### Material provided:
★ ★ ★ ★ ★ ★ ★
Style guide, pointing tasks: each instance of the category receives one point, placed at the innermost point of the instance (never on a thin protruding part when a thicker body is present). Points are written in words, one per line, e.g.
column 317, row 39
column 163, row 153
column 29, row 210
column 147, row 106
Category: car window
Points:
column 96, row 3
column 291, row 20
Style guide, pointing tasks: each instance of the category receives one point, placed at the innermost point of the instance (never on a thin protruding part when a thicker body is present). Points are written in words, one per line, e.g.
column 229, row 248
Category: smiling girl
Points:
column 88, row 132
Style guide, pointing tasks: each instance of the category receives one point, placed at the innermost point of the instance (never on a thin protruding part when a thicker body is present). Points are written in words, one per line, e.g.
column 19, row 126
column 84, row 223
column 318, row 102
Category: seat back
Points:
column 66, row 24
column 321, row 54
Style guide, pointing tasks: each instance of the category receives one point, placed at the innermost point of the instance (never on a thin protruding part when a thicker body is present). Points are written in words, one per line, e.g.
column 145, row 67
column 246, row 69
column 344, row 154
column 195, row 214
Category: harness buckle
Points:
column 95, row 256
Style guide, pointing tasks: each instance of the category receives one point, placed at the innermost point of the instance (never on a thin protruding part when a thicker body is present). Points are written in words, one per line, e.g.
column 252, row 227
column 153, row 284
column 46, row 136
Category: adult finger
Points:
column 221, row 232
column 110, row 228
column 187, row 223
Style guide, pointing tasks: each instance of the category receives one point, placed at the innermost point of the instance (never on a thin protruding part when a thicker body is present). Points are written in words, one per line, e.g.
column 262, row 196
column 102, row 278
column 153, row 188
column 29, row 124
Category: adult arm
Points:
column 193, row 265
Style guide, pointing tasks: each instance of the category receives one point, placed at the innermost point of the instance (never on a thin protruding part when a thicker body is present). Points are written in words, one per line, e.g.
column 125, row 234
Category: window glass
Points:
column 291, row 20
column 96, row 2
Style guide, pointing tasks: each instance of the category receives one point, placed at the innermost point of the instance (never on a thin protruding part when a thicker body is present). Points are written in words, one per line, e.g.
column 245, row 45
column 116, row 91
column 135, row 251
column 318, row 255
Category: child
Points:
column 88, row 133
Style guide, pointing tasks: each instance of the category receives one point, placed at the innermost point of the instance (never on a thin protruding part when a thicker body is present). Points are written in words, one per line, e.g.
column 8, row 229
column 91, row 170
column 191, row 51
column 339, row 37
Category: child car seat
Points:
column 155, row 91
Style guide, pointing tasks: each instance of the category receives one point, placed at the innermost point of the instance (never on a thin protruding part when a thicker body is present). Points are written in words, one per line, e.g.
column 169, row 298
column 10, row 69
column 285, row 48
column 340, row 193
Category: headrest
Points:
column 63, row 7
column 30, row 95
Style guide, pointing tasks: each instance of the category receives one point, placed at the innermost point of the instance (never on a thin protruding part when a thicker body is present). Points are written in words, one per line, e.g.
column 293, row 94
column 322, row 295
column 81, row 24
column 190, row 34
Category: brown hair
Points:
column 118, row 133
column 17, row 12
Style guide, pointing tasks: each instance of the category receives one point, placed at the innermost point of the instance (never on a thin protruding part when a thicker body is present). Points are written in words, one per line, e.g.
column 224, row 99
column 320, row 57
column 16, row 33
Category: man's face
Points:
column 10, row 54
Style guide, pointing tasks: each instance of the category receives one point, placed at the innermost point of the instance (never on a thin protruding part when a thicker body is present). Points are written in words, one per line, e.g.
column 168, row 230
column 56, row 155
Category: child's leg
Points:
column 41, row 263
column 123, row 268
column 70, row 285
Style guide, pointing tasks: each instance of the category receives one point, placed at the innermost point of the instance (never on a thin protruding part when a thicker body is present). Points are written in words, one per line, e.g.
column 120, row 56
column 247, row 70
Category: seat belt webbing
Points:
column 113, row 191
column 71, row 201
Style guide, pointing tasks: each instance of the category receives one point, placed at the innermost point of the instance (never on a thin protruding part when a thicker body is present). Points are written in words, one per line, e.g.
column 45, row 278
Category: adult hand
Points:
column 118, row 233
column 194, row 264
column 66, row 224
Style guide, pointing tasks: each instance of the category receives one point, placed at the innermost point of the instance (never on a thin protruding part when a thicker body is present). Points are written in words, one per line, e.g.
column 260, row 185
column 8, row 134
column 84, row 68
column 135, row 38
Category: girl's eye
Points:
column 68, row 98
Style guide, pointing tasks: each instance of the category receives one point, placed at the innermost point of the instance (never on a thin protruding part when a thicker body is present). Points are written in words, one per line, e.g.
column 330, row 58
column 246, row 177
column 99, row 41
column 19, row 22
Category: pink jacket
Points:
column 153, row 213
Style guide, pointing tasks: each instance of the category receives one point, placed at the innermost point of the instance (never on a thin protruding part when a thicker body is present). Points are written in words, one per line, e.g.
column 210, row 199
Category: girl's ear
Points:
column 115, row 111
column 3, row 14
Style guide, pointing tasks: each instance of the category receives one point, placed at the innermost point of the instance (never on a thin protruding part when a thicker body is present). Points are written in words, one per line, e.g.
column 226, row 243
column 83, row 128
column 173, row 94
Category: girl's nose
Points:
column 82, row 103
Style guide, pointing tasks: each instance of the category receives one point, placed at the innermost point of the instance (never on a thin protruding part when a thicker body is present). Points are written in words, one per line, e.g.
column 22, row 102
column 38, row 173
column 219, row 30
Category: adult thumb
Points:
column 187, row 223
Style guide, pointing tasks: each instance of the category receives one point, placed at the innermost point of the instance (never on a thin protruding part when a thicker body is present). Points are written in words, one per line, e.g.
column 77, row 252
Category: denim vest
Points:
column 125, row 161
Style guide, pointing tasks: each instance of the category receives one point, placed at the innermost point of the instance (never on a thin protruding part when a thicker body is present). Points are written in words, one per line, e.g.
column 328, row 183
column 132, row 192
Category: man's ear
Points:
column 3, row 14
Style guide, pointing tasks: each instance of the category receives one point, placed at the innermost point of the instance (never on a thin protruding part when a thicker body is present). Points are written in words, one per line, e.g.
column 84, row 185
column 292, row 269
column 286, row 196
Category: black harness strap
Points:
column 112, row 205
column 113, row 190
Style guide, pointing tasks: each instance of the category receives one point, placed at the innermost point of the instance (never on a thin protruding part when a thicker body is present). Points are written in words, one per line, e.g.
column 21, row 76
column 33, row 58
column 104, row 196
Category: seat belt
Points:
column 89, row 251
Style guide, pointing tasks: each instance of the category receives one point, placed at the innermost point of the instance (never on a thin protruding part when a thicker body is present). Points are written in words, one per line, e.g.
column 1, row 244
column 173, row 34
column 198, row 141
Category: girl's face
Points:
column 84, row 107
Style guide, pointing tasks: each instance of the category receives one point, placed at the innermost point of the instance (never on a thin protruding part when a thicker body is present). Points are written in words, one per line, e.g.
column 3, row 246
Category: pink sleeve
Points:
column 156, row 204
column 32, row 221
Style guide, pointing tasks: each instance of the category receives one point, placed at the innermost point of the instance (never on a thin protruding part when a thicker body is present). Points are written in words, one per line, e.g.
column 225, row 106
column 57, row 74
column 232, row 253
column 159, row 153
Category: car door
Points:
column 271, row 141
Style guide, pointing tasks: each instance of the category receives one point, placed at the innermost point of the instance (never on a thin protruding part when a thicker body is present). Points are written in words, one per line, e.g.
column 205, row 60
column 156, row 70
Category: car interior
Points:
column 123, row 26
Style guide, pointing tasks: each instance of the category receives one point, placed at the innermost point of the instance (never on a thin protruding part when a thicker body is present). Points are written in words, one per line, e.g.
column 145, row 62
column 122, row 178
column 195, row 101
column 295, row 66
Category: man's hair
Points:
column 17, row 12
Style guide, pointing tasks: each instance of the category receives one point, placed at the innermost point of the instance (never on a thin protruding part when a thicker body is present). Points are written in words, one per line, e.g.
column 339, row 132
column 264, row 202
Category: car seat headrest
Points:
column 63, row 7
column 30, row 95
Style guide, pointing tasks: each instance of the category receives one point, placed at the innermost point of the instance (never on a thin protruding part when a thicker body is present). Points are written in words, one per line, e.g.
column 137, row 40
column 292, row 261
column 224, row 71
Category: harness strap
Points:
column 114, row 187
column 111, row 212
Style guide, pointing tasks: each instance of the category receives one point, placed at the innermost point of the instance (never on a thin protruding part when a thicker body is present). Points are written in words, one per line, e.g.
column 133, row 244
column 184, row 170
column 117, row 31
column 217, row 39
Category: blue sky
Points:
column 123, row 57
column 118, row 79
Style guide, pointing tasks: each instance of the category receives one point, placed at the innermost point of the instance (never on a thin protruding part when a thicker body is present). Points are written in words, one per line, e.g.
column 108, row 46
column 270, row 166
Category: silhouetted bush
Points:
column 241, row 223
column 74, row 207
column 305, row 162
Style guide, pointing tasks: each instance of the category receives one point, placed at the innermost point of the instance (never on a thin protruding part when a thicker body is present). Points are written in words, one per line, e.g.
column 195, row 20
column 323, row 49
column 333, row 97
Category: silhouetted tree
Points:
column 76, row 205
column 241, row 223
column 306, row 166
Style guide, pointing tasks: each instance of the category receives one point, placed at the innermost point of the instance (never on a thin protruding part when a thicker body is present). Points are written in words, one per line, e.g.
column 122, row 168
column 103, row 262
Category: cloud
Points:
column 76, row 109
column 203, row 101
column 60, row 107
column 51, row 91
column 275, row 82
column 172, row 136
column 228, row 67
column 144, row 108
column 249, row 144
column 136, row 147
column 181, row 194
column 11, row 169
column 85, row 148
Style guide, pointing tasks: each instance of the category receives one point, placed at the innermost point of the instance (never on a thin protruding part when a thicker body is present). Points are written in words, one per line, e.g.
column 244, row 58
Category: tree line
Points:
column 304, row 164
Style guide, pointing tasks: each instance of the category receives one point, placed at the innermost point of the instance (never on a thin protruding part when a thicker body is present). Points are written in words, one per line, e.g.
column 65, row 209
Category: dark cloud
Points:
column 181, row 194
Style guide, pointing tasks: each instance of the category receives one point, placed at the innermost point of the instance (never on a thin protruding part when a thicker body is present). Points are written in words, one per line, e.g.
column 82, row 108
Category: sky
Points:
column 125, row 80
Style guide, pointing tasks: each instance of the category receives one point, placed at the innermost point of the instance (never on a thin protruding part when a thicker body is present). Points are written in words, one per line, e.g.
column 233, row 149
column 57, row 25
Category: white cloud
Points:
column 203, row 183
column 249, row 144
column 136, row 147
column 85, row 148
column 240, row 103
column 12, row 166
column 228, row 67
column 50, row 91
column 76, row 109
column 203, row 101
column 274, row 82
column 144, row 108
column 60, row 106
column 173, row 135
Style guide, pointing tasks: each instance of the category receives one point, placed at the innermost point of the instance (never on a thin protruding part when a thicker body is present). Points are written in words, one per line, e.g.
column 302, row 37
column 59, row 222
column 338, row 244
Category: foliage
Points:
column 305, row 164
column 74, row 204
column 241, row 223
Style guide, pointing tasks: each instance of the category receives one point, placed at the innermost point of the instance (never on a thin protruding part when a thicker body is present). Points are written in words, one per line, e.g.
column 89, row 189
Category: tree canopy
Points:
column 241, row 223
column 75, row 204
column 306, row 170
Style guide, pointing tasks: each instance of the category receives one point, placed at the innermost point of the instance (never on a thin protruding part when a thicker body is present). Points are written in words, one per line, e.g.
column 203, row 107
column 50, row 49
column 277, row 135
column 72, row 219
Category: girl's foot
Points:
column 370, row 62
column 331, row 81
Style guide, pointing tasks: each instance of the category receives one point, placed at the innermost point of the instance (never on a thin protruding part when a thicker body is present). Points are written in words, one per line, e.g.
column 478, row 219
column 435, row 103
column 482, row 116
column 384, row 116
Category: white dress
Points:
★ ★ ★ ★ ★ ★ ★
### About this exercise:
Counting the lines above that hold "child", reply with the number and no other words.

### Problem solution:
3